*GIVEN PASSAGE*:
▼▼▼

Breaking up the force of the propeller into its large and small signal parts, we have $f_P = F_P + f_p$. The large signal parts give us $F_f = mg$. The small signal state equation is $\dot{x}$
$$\begin{equation*} \mathbf{\dot{x}} = \begin{bmatrix} \dot{v(t)} \\ \dot{h(t)} \end{bmatrix} = \begin{bmatrix} 0 && 0 \\ 1 && 0 \end{bmatrix} \begin{bmatrix} {v(t)} \\ {h(t)} \end{bmatrix} + \begin{bmatrix} 1/m \\ 0 \end{bmatrix} f_p(t) \end{equation*} $$First we find the step response for the open loop system from $f_P(t)$ to $h(t)$.
pkg load control
pkg load signal
clear all
m = 1 % Assume the mass
A = [[0, 0];[1, 0]]
B = [[1/m; 0]]
C = [0 1]
D = 0
sys = ss(A, B, C, D)
step(sys)
%g = place(sys, [-.1, -.2])
P = tf(sys)
%step(P)
Note that it blows up (but not exponentially). This is because with a constant force, we have a constant acceleration which means the height is going up as $t^2$. So it isn't good without feedback! This is what would happen if we had a unit step disturbance with no feedback.
Now, let's look at putting a controller in the system. We use the small signal model, and we want the small signal output for $h(t)$ to approach zero quickly. There can be a small signal disturbance and a small signal noise in our measurement of $h(t)$. These are incorporated into the model in blue below. (The black is the original system.) 
Let's see the disturbance transfer function step response for some possible controllers, $K(s)$. We want to make $K(s)$ large for low frequencies to make $G_d(s)$ small, but we want $K(s)$ small for large frequencies to make $G_n(s)$ small. So maybe a solution might be $K(s) = K_{big}/(s/\omega_0 + 1)$ or even $K_{big}/(s^2 +as + b)$. You need to be careful how many poles you put into $K(s)$ because each adds a phase delay, and too much delay is going to make the system unstable. A solution I like is the PD controller, where $K(s) = k_p + k_ds$.
K = tf([10000, 10000, 10000], [1, 0]) % For PD Controller (Looks like the D is really important for this system.)

▲▲▲

*DATA LISTING*:
▼▼▼

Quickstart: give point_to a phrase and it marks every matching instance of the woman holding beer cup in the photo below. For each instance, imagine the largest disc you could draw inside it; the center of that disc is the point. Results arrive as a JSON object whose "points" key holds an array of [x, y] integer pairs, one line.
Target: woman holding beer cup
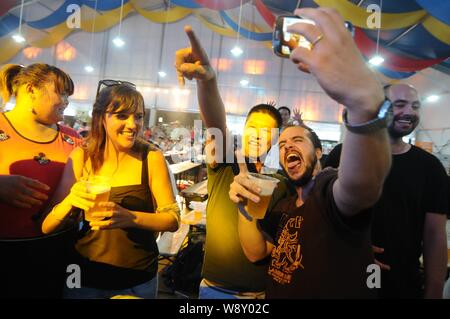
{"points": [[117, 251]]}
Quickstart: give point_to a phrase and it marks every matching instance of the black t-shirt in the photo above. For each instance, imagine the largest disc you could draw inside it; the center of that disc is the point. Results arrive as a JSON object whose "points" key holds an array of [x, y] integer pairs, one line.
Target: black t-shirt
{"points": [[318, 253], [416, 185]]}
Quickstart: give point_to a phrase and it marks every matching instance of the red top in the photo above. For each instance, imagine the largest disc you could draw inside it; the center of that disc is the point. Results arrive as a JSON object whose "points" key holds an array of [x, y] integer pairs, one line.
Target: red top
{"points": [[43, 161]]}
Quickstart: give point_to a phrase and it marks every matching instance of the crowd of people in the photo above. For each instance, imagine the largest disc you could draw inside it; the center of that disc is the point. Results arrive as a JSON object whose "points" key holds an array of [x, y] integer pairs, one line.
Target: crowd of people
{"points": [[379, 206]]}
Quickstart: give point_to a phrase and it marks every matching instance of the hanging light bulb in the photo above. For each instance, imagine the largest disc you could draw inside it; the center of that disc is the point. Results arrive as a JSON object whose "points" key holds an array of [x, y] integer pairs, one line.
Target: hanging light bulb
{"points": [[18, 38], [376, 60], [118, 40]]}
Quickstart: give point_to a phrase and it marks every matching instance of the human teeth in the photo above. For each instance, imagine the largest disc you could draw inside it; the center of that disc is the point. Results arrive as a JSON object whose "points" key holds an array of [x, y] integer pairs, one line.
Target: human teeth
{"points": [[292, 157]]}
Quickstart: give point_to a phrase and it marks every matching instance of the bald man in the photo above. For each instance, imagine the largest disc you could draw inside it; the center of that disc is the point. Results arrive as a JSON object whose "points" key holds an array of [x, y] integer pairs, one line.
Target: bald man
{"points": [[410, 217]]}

▲▲▲
▼▼▼

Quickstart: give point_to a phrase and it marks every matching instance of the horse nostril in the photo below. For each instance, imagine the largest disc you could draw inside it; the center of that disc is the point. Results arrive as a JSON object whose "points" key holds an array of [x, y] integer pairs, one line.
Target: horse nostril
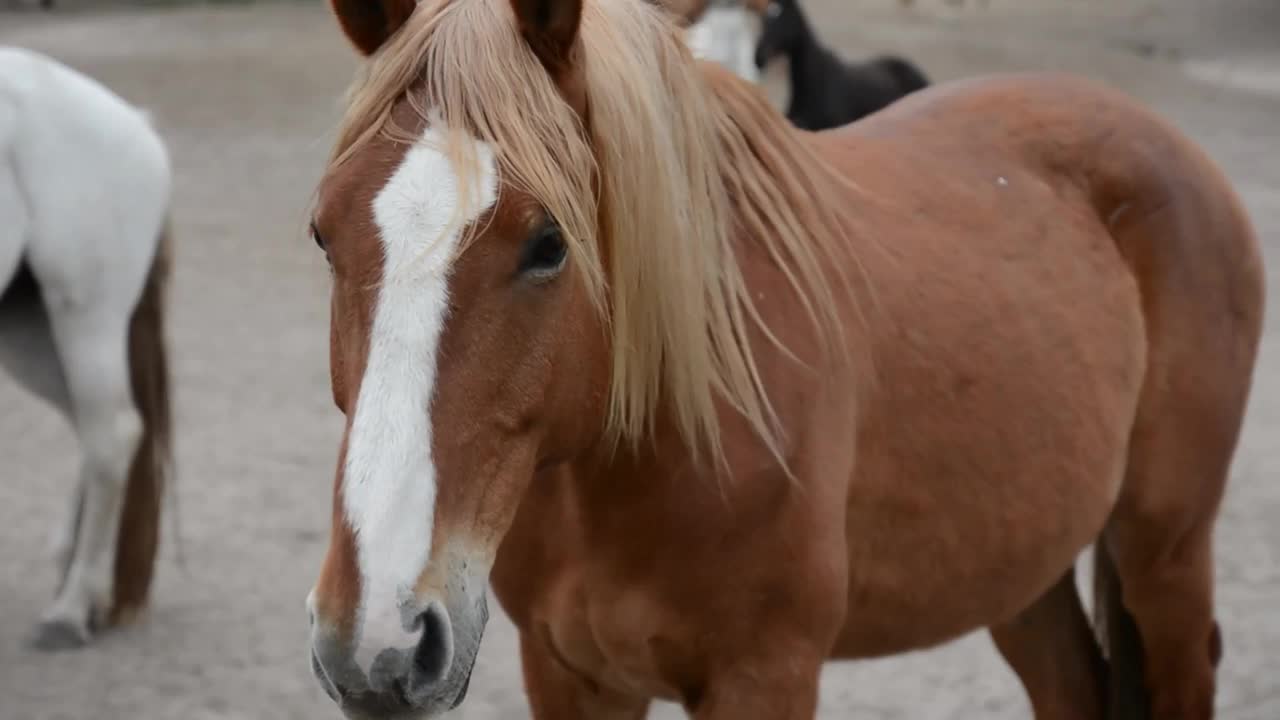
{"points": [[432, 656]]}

▲▲▲
▼▼▼

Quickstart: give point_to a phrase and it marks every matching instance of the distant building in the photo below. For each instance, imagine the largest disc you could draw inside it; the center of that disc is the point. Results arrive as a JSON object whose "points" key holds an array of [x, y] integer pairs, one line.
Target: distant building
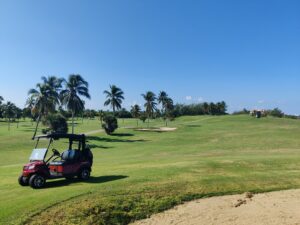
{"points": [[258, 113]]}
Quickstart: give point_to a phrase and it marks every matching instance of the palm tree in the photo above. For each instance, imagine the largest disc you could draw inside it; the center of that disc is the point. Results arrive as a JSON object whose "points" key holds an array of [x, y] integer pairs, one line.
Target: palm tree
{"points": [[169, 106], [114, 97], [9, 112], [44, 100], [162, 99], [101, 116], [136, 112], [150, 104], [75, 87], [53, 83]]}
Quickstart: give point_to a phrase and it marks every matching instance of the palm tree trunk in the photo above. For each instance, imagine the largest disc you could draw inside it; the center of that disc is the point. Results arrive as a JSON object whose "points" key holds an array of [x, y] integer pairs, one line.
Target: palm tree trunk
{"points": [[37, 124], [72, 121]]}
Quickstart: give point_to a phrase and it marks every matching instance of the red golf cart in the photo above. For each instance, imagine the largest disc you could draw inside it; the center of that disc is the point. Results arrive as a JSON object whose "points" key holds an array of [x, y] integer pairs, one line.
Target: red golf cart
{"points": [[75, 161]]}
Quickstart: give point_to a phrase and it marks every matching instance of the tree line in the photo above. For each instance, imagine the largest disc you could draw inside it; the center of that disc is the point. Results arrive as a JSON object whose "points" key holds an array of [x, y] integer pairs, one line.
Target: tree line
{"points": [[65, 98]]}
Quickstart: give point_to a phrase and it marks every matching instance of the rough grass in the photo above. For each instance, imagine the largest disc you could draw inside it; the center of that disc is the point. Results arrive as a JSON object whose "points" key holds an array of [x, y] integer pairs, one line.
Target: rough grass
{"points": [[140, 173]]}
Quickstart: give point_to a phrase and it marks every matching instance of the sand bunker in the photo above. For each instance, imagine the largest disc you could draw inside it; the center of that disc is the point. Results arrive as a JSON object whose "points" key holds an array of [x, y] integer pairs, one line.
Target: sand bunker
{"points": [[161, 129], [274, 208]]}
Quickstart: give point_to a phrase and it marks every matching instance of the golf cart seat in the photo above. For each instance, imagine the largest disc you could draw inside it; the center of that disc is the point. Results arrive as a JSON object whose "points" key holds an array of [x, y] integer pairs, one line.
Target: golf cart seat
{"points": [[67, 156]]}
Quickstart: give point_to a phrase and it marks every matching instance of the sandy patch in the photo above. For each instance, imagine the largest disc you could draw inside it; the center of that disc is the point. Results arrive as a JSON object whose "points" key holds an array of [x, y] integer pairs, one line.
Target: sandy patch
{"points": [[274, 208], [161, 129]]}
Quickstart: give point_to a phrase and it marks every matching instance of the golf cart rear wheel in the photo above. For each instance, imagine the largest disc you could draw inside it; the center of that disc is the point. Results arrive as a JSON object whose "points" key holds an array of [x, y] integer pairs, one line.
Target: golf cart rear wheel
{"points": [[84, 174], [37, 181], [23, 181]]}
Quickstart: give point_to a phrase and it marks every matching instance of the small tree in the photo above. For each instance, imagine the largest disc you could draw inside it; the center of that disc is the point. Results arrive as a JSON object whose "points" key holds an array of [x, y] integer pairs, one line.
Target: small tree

▲▲▲

*TASKS TO COMPLETE*:
[a] From the height-control page, list every form of the controller K(s) that is proposed as a possible solution.
[b] Answer these questions using the height-control page:
(i) What value does the code assume for the mass m?
(ii) With a constant force and no feedback, how does the height grow over time?
(iii) Why must care be taken over how many poles are put into K(s)?
[c] Reproduce the passage of the height-control page between "Note that it" and "with no feedback.", inclusive.

*SOLUTION SET*:
[a]
- $K(s) = K_{big}/(s/\omega_0 + 1)$
- $K_{big}/(s^2 + as + b)$
- The PD controller, $K(s) = k_p + k_ds$

[b]
(i) m = 1.
(ii) It grows as $t^2$, because a constant force gives a constant acceleration.
(iii) Each pole adds a phase delay, and too much delay will make the system unstable.

[c]
Note that it blows up (but not exponentially). This is because with a constant force, we have a constant acceleration which means the height is going up as $t^2$. So it isn't good without feedback! This is what would happen if we had a unit step disturbance with no feedback.